## Exercise
Quote all of the following material verbatim, line by line, without any alteration.

## Recorded data
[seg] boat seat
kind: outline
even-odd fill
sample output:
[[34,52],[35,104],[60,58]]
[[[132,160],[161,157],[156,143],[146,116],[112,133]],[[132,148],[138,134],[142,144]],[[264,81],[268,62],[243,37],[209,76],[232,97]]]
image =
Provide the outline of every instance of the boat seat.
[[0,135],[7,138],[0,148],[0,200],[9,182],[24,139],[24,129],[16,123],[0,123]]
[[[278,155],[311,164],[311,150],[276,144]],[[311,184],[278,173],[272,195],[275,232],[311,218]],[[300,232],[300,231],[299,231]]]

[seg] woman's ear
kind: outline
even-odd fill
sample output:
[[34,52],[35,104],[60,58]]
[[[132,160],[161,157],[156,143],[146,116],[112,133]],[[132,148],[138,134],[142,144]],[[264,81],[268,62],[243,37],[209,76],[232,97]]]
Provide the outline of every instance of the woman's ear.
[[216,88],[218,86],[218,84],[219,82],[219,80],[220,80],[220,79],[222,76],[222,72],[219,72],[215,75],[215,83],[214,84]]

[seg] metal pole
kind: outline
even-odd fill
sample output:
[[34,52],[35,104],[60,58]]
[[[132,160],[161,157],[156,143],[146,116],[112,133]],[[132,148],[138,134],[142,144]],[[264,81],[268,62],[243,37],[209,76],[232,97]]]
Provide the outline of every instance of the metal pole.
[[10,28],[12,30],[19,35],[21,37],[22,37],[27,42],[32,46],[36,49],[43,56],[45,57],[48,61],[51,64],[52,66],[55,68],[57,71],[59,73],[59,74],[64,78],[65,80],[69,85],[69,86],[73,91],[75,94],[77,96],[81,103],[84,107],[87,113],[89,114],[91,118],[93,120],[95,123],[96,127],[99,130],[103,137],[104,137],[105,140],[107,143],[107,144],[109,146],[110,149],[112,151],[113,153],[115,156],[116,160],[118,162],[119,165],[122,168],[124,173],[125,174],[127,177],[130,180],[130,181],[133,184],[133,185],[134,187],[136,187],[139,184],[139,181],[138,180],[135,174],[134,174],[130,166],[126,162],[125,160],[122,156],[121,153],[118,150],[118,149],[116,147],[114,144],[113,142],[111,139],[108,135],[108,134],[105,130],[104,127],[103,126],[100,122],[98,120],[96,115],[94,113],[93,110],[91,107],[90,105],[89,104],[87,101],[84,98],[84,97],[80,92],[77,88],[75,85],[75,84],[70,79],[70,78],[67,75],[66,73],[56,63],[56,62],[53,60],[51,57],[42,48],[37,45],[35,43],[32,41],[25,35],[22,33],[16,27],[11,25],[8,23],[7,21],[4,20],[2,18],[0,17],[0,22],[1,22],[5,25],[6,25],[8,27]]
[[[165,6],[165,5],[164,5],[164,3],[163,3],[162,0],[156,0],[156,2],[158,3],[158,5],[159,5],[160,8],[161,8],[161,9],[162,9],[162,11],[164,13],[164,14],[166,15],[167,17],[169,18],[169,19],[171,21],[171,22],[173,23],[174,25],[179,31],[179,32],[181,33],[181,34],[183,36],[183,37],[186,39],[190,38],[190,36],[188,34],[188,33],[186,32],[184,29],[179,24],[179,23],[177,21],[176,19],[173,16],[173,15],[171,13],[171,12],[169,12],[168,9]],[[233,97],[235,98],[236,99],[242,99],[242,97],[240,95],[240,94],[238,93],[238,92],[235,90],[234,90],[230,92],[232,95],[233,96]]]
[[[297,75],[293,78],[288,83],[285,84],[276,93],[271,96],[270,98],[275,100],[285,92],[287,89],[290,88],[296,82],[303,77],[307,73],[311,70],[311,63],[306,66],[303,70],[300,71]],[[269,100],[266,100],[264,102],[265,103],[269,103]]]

## Response below
[seg] boat seat
kind: outline
even-odd fill
sample output:
[[34,52],[35,104],[60,58]]
[[[132,160],[161,157],[156,143],[146,116],[112,133]],[[132,148],[138,134],[142,144]],[[264,81],[268,62],[243,37],[209,76],[232,97]]]
image =
Provide the outline of every instance of the boat seat.
[[0,135],[7,138],[0,148],[0,200],[9,182],[24,139],[24,129],[16,123],[0,123]]
[[[278,155],[311,164],[311,150],[276,144]],[[311,184],[278,173],[272,195],[275,232],[311,218]],[[300,232],[300,231],[299,231]]]

[seg] woman's ear
kind: outline
even-odd fill
sample output:
[[34,52],[35,104],[60,58]]
[[[132,160],[161,157],[156,143],[146,116],[112,133]],[[132,148],[138,134],[142,144]],[[264,81],[268,62],[243,37],[209,76],[232,97]]]
Provide the outline of every instance of the woman's ear.
[[216,88],[218,86],[218,84],[219,82],[219,80],[220,80],[220,79],[222,76],[222,72],[219,72],[215,75],[215,83],[214,84]]

[seg] metal pole
kind: outline
even-odd fill
sample output:
[[34,52],[35,104],[60,58]]
[[[132,160],[161,157],[156,143],[146,116],[112,133]],[[132,148],[138,134],[142,144]],[[264,81],[268,62],[243,37],[209,76],[232,97]]]
Provide the outline of every instance of the metal pole.
[[10,28],[12,30],[19,35],[21,37],[22,37],[27,42],[32,46],[36,49],[43,56],[45,57],[48,61],[51,64],[52,66],[55,68],[57,71],[59,73],[59,74],[64,78],[65,80],[69,85],[69,86],[73,91],[75,94],[77,96],[81,103],[84,107],[87,113],[89,114],[91,118],[93,120],[95,123],[96,127],[99,130],[103,137],[104,137],[105,140],[107,143],[107,144],[109,146],[110,149],[112,151],[113,153],[115,156],[116,160],[118,162],[119,165],[122,168],[124,173],[125,174],[127,177],[130,180],[130,181],[133,184],[133,185],[134,187],[136,187],[139,184],[139,181],[138,180],[135,174],[134,174],[130,166],[126,162],[125,160],[122,156],[121,153],[118,150],[118,149],[116,147],[114,144],[113,142],[111,139],[108,135],[108,134],[105,130],[104,127],[103,126],[100,122],[98,120],[96,115],[94,113],[93,110],[91,107],[90,105],[89,104],[87,101],[84,98],[84,97],[80,92],[77,88],[75,85],[75,84],[70,79],[70,78],[67,75],[66,73],[56,63],[56,62],[53,60],[51,57],[42,48],[37,45],[35,43],[32,41],[25,35],[22,33],[16,27],[11,25],[8,23],[7,21],[4,20],[2,18],[0,17],[0,22],[1,22],[5,25],[6,25],[8,27]]
[[[165,6],[165,5],[164,5],[164,3],[163,3],[162,0],[156,0],[156,2],[158,3],[158,5],[159,5],[160,8],[161,8],[161,9],[162,9],[162,11],[164,13],[164,14],[166,15],[167,17],[169,18],[169,19],[171,21],[171,22],[173,23],[174,25],[179,31],[179,32],[181,33],[181,34],[183,36],[183,37],[186,39],[190,38],[190,36],[188,34],[188,33],[186,32],[184,29],[179,24],[179,23],[177,21],[176,19],[173,16],[173,15],[171,13],[171,12],[169,12],[168,9]],[[233,97],[235,98],[236,99],[242,99],[242,97],[240,95],[240,94],[238,93],[238,92],[235,90],[234,90],[230,92],[232,95],[233,96]]]
[[[297,75],[293,78],[288,83],[285,84],[276,93],[271,96],[270,98],[275,100],[285,92],[287,89],[290,88],[296,82],[303,77],[307,73],[311,70],[311,63],[306,66],[303,70],[300,71]],[[269,100],[266,100],[264,102],[265,103],[269,103]]]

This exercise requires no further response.